- DATASET CONTENT -
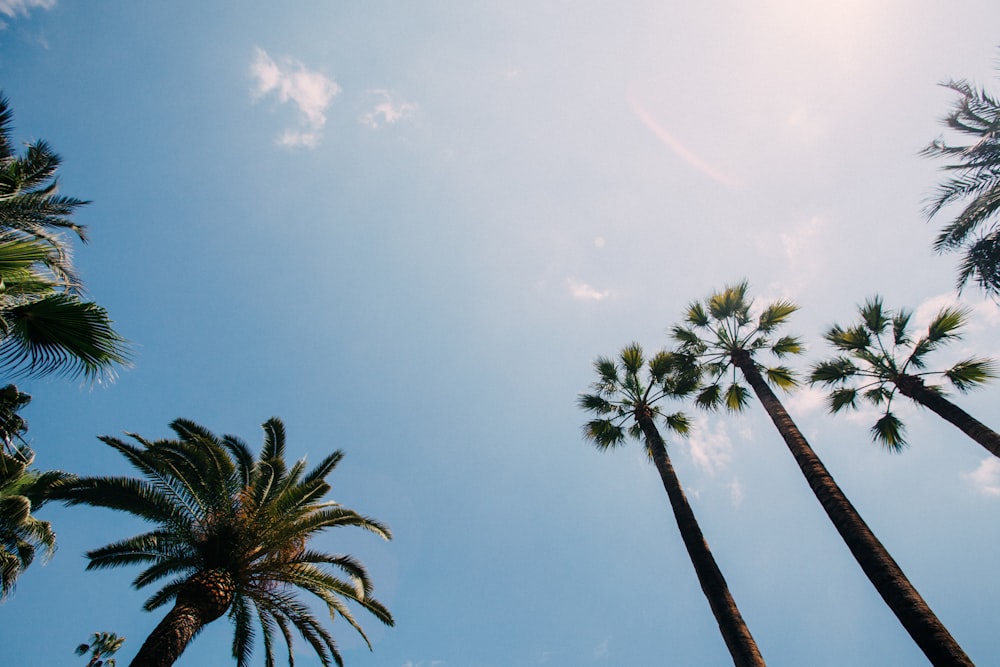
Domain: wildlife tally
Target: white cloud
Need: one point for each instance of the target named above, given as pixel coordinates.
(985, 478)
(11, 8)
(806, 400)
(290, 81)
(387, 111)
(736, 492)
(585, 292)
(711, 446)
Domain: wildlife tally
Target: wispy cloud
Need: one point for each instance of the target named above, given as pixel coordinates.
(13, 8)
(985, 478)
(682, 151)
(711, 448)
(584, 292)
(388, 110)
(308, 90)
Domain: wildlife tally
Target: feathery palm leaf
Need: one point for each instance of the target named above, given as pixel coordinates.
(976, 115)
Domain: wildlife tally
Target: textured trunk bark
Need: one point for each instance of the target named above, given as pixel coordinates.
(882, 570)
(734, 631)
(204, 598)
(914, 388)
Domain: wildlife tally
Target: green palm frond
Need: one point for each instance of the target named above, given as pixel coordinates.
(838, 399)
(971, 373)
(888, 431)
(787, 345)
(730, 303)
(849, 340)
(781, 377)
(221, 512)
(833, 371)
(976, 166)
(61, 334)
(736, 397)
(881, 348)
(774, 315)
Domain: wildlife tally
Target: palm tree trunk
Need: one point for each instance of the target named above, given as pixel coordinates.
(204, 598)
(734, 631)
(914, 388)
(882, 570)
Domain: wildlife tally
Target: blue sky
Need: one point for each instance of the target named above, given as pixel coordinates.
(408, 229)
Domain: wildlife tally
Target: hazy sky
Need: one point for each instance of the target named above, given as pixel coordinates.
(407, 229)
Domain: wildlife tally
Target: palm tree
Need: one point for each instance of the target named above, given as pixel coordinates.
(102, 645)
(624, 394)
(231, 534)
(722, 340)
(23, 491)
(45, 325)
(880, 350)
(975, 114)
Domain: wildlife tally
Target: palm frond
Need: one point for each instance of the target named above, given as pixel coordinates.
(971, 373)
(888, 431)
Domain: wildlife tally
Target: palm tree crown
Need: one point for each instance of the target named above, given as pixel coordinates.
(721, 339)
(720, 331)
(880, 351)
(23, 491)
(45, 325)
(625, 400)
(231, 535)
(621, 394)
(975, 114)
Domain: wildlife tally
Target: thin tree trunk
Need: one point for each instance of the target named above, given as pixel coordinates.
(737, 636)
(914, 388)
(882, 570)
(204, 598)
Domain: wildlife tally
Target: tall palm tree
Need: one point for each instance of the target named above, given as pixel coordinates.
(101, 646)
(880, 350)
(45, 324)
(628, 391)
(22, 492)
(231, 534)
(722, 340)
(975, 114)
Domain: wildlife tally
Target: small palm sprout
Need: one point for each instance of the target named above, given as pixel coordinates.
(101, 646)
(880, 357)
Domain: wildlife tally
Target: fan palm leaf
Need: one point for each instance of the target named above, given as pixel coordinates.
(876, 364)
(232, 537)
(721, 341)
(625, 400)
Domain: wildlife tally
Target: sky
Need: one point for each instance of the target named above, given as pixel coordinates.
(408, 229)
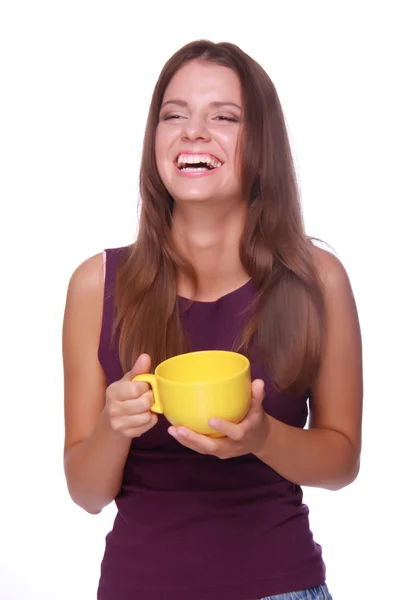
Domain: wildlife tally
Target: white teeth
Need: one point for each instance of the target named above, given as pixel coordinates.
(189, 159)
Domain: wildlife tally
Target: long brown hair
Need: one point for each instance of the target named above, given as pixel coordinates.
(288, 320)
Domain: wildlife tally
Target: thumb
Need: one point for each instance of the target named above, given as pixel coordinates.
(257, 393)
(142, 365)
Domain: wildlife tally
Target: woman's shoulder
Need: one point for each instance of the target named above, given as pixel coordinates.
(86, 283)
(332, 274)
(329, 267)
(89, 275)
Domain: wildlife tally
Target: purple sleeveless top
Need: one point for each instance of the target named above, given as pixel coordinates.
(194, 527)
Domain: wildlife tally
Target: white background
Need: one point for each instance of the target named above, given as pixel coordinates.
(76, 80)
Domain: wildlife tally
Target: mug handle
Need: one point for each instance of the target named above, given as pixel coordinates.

- TASK DIRECTIONS -
Copy out all of the data word for word. Do not carry over any picture.

- RESPONSE TO THIS TASK -
Domain: wildlife tally
Target: white cloud
Need: one point for each instance of the target named above, given as pixel coordinates.
(985, 478)
(11, 8)
(806, 400)
(290, 81)
(387, 111)
(736, 492)
(585, 292)
(711, 446)
Domain: wildlife tally
Target: wispy cloud
Need: one point for each instance of the target named above, given as pixel coordinates.
(13, 8)
(985, 478)
(682, 151)
(711, 448)
(584, 292)
(388, 110)
(308, 90)
Domain: wildlife tally
Target: feathery palm leaf
Need: one point for each instance of the target named above, given as pixel coordinates.
(976, 115)
Domain: wildlife tally
Target: textured trunk bark
Need: one point for each instance of the target named above, given as pixel coordinates.
(882, 570)
(734, 631)
(204, 598)
(914, 388)
Domain: wildlife tally
Target: green palm frond
Need: one point for each instance of the target named above, given as pixel coordinates.
(838, 399)
(971, 373)
(888, 431)
(787, 345)
(730, 303)
(849, 340)
(781, 377)
(221, 512)
(833, 371)
(976, 166)
(61, 334)
(736, 397)
(881, 348)
(774, 315)
Domain: wildlife tally
Target: palm tree trunk
Need: one point for each instance of the target named above, given as pixel coordinates.
(204, 598)
(734, 631)
(914, 388)
(882, 570)
Domain: wildlife tally
Target: blue sky
Need: one point for each instance of the target named above, given as pixel coordinates.
(408, 229)
Domain: wildlife tally
Target: hazy sky
Need: one point for each instance of the target named above, given as pixel coordinates.
(407, 229)
Domain: wildlife tally
Target: palm tree
Need: one point for each instance of the target named above, given as pixel coordinates.
(102, 645)
(624, 394)
(231, 534)
(722, 340)
(23, 491)
(45, 325)
(880, 350)
(975, 114)
Domain: wildlife tally
Target: palm frond
Need: one point for each instance of the target named above, given as pixel coordinates.
(971, 373)
(888, 431)
Domain: wildlife tally
Target: palm tree crown
Need: one point for each instance of the target named above, given as pixel coordinates.
(721, 339)
(720, 331)
(880, 351)
(23, 491)
(45, 325)
(625, 400)
(231, 535)
(621, 394)
(975, 114)
Domain: wildlife tally
Target: thin tree trunk
Need: one point for each instance of the target named above, given as pixel coordinates.
(737, 636)
(914, 388)
(882, 570)
(204, 598)
Domain: wildlife tally
Target: tall palm tree
Need: one point for each instance of the target named above, given as pixel coordinates.
(101, 646)
(880, 350)
(45, 324)
(628, 391)
(22, 492)
(231, 534)
(722, 340)
(975, 114)
Domain: wildlife tally
Target: small palm sprout
Need: one point for each instance of the target named above, given as pixel coordinates.
(101, 646)
(880, 357)
Domain: wildlife tally
Target: fan palm leaf
Need: one point for each instance of the target named above, given as pixel coordinates.
(876, 364)
(232, 537)
(721, 341)
(625, 400)
Domain: wildlife tally
Target: sky
Need: one point for each instance of the target named above, given as pixel coordinates.
(408, 229)
Domain: wildlife tally
Target: white teeth
Need: one point for each instance of the target named above, given as pixel coordinates.
(189, 159)
Domain: wildlife tally
Target: long brown hair
Need: one point for each instance of the target named above, given as pixel coordinates.
(288, 320)
Domain: wildlife tally
Target: thumb
Need: one point for each instance of the target named above, given as pixel coordinates.
(257, 393)
(142, 365)
Domain: wildlife tally
Target: woman's shoulder
Need: one point for each instance of the target named above, given as pixel coordinates.
(86, 283)
(332, 274)
(329, 267)
(89, 275)
Domain: wildlife tally
Target: purple sleeveless top
Need: one point for each instance of the target named above, given as pixel coordinates.
(194, 527)
Domain: wildlife tally
Target: white background
Need: one point for each instance of the target named above, given as pixel coordinates.
(76, 80)
Domain: wildlife tally
Target: mug handle
Need: one point for each instance of the target named above, given as pixel coordinates.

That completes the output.